Text segment
Hanuman Junction is a 2001 Indian Telugu-language action comedy film directed by M. Raja. It stars Arjun, Jagapathi Babu, Venu Thottempudi, Laya, Sneha and Vijayalakshmi with music composed by Suresh Peters. It is produced by M. V. Lakshmi under the M. L. Movie Arts banner of Editor Mohan. The film, notably Raja's directorial debut, is a remake of the 2000 Malayalam film Thenkasipattanam, directed by Rafi Mecartin. Released on 21 December 2001, the film was a successful venture.

Plot
The film begins with Krishna and Dasu the besties and the notorious goons of the Hanuman Junction who holds KD & Co company. They always have enmity with a vicious opponent Devudayya. Meenakshi daughter of Devudayya loves Krishna from childhood but he does not reciprocate it because he knows that Dasu won’t accept it. Meanwhile, Sathru a young guy appointed as manager in KD & Co is regularly struck by them because of his stupidity. Later, it is revealed that Dasu has a sister Devi an educated girl whom Krishna too endears as his own. Sathru is in love with Devi which she jilted. Thus, he joined in their company to win the hearts of Devi and her brothers. As KD & Co keeps hostage a music troupe for which Sangeeta the main singer is expelled from her house, KD shelters her.

Rows from a pointing dataset:
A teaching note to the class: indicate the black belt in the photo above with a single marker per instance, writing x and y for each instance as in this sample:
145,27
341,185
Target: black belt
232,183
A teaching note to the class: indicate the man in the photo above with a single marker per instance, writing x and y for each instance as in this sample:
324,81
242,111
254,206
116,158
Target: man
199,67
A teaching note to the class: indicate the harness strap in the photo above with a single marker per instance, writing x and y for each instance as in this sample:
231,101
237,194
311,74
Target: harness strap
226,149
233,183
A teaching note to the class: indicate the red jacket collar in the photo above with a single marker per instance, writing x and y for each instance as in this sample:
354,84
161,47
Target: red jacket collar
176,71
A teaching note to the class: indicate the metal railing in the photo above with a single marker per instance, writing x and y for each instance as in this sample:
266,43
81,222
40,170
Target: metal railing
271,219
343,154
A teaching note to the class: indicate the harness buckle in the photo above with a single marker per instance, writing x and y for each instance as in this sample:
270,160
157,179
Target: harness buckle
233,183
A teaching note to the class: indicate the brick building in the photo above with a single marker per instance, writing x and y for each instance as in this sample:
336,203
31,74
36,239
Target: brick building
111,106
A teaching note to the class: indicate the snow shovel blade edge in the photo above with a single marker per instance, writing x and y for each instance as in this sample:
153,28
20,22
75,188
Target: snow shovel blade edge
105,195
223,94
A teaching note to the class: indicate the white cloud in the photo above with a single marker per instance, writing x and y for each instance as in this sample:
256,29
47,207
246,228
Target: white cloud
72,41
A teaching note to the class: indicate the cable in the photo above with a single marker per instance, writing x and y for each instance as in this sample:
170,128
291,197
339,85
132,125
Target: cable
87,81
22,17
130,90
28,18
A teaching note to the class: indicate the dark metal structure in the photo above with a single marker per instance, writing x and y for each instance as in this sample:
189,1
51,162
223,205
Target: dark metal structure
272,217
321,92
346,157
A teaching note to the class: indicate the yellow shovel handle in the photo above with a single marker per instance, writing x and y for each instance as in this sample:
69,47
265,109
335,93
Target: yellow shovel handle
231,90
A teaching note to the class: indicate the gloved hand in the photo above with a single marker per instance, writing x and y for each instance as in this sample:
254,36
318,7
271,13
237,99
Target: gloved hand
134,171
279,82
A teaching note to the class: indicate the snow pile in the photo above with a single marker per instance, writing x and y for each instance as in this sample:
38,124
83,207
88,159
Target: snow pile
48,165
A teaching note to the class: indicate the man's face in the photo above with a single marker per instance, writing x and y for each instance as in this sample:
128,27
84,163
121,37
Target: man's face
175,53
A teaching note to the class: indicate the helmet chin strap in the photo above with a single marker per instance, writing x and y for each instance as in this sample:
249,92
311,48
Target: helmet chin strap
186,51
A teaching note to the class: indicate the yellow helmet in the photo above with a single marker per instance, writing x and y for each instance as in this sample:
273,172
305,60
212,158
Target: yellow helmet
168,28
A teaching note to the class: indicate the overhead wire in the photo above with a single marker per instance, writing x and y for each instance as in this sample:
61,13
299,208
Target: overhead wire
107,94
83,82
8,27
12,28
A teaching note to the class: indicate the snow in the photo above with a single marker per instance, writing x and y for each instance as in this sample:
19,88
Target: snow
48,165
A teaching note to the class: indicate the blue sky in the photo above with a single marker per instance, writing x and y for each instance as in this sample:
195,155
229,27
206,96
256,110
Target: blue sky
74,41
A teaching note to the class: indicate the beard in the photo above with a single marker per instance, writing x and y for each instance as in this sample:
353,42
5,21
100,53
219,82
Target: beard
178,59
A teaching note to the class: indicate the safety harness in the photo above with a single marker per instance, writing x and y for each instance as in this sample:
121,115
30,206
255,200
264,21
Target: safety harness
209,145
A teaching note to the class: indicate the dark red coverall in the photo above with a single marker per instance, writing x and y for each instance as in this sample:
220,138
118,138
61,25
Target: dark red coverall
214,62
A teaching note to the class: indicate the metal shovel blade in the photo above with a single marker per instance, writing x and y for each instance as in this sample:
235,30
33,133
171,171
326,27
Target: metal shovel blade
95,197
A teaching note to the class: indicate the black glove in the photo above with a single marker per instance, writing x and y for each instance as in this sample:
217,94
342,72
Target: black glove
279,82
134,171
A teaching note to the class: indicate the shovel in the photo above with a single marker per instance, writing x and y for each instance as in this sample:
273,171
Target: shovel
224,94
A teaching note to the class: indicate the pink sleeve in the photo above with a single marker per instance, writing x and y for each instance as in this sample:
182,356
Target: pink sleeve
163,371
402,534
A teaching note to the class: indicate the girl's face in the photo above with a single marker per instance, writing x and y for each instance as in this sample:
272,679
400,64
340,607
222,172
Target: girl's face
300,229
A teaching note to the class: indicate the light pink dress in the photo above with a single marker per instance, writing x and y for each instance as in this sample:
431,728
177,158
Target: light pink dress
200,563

To do
- 1) Edit the Hanuman Junction article by giving everything from "Hanuman Junction is" down to "a successful venture." again, with "successful venture" changed to "commercial success".
- 2) According to the Hanuman Junction article, which film is Hanuman Junction a remake of?
- 3) Finish out the next part of the Hanuman Junction plot summary, continuing from where it stops.
These records were drawn from a separate source.

Outputs in order
- 1)
Hanuman Junction is a 2001 Indian Telugu-language action comedy film directed by M. Raja. It stars Arjun, Jagapathi Babu, Venu Thottempudi, Laya, Sneha and Vijayalakshmi with music composed by Suresh Peters. It is produced by M. V. Lakshmi under the M. L. Movie Arts banner of Editor Mohan. The film, notably Raja's directorial debut, is a remake of the 2000 Malayalam film Thenkasipattanam, directed by Rafi Mecartin. Released on 21 December 2001, the film was a commercial success.

- 2) It is a remake of the 2000 Malayalam film Thenkasipattanam, directed by Rafi Mecartin.

- 3)
Now, Devi affirms to Sathru that her brothers should be conjugal first. Therefore, he decides to find brides for Krishna & Dasu. With a revue, he unites Krishna with Meenakshi and also tries to patch up Sangeeta with Dasu. Here, surprisingly, she loves Krishna. Due to the obfuscation of Sathru Krishna accepts the proposal mistaking Sangeeta for Dasu’s finance. Soon, Krishna reveals his love affair to Dasu when he understands Meenakshi as his spouse and starts liking her. Afterward, they bring Meenakshi home confront Devudayya, and start wedding preparation. Anyhow, Sathru realizes the mishap and tries to rectify which leads to chaos. Exploiting it, Devudayya creates a rift between KD. During that plight, Dasu aims to forcibly knit Meenakshi when Krishna obstructs his way. Eventually, it results, in warfare between soul mates. At last, Krishna gets ready to give up his love for his friendship. However, Dasu changes his mind, bands Krishna and Meenakshi together, and decides to marry Sangeetha. Finally, the movie ends with the wedding of the three couples.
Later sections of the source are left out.